The data below should be printed in full, exactly, and without any of its images.

▬▬▬

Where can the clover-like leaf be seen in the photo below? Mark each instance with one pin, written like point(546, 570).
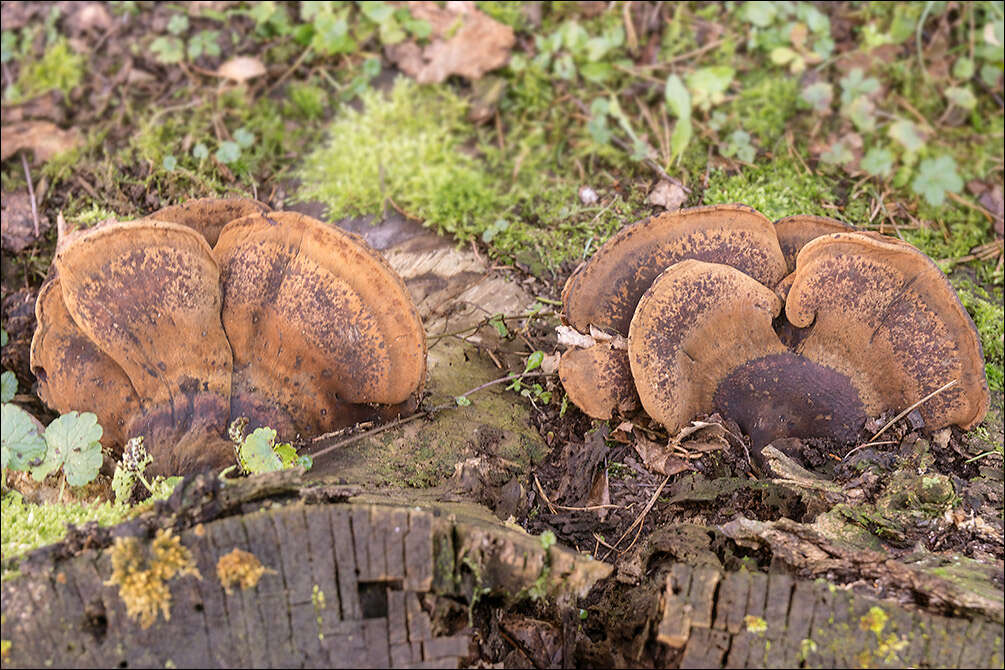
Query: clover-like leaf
point(878, 162)
point(819, 95)
point(257, 454)
point(936, 178)
point(8, 386)
point(72, 441)
point(962, 96)
point(855, 83)
point(907, 135)
point(20, 444)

▬▬▬

_Answer to this exercise_
Where can the clover-like leaf be seen in the photo below? Mark each instance with one pin, written like point(546, 570).
Query: clover-like leaf
point(878, 162)
point(819, 95)
point(257, 454)
point(936, 178)
point(8, 386)
point(72, 441)
point(962, 96)
point(855, 83)
point(907, 135)
point(20, 444)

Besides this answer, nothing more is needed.